Point labeling examples:
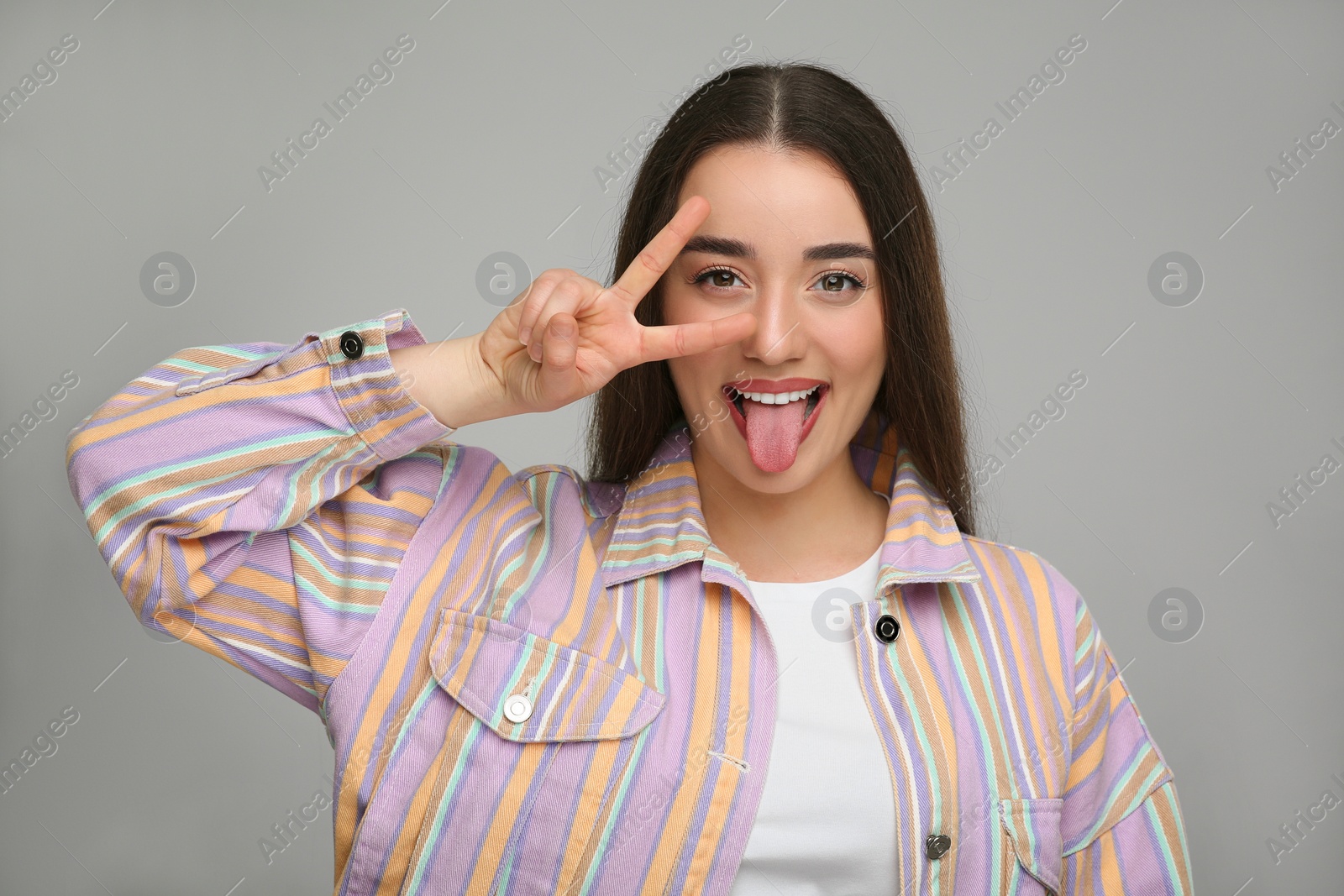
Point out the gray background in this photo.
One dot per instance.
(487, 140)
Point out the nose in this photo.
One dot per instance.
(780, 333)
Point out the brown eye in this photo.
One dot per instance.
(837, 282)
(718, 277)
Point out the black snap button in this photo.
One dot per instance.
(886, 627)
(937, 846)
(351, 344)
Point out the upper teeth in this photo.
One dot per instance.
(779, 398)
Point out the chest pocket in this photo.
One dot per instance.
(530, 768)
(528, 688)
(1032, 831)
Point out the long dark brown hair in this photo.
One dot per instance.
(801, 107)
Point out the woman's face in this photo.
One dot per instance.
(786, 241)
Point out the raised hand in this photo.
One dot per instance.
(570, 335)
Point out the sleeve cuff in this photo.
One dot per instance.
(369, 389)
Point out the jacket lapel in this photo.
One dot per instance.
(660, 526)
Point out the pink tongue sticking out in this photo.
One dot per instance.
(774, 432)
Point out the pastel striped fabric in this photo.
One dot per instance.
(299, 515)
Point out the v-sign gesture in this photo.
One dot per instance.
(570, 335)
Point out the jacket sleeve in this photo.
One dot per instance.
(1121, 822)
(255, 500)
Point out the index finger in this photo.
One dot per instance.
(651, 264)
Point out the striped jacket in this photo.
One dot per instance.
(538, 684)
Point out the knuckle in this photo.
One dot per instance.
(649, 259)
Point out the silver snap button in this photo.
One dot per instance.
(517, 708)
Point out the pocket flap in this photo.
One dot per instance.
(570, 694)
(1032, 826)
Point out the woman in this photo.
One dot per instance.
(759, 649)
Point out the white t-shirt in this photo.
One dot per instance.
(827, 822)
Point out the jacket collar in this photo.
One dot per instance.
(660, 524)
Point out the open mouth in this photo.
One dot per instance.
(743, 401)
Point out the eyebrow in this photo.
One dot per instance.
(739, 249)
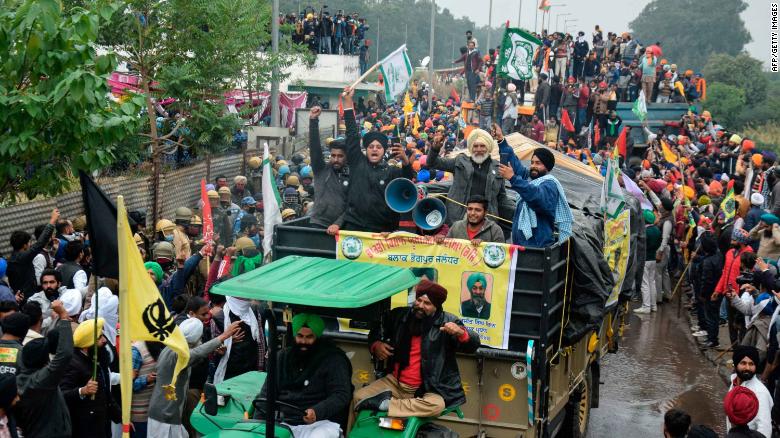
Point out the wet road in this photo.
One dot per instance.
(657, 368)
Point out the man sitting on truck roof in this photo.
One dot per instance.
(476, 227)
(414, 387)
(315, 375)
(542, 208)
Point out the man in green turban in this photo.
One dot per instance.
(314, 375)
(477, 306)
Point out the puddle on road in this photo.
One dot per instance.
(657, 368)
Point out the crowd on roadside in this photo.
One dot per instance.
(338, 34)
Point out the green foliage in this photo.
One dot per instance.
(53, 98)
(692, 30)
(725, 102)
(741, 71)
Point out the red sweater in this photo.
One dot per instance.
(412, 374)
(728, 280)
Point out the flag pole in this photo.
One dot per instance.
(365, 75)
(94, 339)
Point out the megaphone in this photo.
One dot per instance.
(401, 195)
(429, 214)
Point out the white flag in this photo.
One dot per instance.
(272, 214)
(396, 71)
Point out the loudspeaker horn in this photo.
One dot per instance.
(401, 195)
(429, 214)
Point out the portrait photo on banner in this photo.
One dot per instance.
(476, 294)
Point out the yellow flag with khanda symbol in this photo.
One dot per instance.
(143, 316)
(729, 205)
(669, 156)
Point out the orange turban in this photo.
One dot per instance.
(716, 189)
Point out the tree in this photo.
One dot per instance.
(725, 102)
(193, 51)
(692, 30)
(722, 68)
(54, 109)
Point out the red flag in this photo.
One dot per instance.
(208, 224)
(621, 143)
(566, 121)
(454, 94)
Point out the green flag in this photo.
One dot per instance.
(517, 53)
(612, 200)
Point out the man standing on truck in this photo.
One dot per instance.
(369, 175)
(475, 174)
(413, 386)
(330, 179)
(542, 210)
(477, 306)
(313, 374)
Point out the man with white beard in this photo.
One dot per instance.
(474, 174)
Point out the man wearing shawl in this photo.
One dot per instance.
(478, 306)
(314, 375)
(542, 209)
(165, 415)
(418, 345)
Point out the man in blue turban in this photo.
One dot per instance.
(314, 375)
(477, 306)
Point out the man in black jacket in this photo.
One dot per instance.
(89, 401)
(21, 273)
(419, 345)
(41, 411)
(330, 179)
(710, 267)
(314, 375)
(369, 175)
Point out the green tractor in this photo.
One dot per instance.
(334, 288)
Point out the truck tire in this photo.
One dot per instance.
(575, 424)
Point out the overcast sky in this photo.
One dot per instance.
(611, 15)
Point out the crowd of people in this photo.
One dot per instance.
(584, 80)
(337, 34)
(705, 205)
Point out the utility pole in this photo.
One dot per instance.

--

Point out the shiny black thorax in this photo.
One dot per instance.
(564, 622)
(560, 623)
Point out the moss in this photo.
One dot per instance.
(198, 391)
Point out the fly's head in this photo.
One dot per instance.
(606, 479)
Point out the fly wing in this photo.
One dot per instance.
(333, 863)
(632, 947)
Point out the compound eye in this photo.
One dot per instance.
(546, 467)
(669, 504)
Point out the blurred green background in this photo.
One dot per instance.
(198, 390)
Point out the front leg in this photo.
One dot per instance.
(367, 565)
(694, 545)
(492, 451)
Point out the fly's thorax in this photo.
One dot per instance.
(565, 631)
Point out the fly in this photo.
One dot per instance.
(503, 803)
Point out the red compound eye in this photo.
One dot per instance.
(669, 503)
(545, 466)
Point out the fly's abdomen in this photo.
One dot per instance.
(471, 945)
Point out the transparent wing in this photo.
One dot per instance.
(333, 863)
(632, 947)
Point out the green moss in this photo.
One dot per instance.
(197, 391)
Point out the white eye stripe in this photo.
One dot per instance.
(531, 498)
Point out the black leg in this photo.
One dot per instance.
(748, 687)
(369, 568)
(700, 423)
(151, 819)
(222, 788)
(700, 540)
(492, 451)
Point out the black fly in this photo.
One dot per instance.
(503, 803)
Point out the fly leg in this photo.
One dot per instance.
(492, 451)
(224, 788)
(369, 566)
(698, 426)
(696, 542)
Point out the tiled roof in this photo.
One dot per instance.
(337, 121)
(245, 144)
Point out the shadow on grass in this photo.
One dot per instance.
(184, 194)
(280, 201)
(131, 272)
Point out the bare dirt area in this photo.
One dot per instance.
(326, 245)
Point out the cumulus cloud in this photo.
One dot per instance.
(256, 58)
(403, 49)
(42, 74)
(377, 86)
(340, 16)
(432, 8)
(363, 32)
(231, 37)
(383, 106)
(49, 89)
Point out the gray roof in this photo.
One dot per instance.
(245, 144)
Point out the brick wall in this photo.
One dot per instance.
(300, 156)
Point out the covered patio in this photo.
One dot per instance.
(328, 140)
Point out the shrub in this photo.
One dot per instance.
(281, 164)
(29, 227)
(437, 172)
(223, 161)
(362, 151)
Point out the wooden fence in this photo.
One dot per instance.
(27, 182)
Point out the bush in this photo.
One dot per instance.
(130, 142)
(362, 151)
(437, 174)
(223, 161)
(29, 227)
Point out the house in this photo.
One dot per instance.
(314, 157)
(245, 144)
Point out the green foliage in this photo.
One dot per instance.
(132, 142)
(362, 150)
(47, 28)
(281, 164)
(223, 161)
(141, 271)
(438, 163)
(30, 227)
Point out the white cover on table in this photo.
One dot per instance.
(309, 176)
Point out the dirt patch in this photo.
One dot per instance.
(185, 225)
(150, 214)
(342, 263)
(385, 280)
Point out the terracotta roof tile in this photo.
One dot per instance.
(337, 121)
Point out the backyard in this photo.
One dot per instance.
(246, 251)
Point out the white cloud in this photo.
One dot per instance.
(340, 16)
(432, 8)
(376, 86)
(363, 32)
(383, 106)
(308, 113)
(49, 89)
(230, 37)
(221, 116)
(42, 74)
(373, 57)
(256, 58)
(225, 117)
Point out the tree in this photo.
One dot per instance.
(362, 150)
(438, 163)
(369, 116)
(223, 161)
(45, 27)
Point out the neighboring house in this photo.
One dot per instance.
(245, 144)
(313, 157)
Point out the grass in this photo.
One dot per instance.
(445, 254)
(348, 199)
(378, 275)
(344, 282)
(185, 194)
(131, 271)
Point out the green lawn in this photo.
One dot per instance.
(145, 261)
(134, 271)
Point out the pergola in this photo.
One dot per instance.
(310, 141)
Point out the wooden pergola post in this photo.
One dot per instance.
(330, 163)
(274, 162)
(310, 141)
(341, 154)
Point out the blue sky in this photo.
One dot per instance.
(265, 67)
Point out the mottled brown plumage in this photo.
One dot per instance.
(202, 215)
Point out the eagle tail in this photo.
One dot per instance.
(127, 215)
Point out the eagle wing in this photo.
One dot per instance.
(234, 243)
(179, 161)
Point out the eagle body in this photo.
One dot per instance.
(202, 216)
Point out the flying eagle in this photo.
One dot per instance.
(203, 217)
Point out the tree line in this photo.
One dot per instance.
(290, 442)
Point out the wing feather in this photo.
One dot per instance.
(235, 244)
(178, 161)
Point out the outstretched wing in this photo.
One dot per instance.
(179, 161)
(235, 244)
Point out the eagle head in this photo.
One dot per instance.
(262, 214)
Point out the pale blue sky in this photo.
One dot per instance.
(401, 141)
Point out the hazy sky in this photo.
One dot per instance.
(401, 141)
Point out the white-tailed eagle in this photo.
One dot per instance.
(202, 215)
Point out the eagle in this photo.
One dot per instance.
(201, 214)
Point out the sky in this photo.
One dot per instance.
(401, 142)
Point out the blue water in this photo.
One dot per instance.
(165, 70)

--

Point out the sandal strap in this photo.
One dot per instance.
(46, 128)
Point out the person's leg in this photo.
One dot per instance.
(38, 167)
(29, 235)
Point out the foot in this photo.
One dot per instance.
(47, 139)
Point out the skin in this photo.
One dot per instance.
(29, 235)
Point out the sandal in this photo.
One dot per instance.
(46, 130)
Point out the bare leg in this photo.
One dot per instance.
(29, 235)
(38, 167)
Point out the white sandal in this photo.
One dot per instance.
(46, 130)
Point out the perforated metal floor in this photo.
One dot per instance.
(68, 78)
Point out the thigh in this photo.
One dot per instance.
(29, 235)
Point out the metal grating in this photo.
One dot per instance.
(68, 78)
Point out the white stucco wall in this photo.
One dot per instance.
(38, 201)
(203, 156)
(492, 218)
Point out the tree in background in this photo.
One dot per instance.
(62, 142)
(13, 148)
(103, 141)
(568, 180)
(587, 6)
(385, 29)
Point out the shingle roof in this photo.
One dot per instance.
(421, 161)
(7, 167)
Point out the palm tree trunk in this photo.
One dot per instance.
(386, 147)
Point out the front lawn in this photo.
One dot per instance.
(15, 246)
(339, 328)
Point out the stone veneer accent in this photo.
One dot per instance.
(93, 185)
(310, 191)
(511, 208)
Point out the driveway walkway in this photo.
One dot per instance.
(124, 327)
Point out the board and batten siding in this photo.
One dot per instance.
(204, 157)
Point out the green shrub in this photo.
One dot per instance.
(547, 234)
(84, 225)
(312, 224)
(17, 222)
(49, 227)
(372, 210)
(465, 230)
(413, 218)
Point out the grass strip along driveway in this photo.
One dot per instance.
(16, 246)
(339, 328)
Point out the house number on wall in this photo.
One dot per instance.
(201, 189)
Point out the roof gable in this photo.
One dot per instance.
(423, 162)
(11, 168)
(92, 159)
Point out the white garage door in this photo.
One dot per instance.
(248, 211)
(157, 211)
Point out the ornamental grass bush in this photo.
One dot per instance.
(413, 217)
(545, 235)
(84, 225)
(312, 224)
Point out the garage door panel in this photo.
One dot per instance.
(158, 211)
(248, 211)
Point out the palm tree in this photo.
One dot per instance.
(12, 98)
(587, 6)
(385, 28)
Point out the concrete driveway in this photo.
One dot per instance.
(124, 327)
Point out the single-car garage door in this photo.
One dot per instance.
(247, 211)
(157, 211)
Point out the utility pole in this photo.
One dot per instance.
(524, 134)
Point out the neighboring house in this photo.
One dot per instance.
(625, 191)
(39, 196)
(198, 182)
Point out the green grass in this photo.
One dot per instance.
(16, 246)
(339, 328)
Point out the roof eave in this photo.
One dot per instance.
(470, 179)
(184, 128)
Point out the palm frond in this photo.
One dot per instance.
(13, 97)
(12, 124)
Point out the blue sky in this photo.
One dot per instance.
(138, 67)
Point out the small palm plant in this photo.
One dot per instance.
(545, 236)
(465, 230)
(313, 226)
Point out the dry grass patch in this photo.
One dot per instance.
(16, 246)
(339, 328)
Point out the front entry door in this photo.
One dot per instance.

▶ _The exercise_: Gather every line in the items above that contains the word "jacket", and copy each one.

▶ _Response to this exercise_:
Point out the jacket lapel in this photo.
Point out the jacket sleeve in this photo.
Point out the striped jacket in this photo.
Point out the jacket collar in this photo.
Point out the man in black jacket in this photo.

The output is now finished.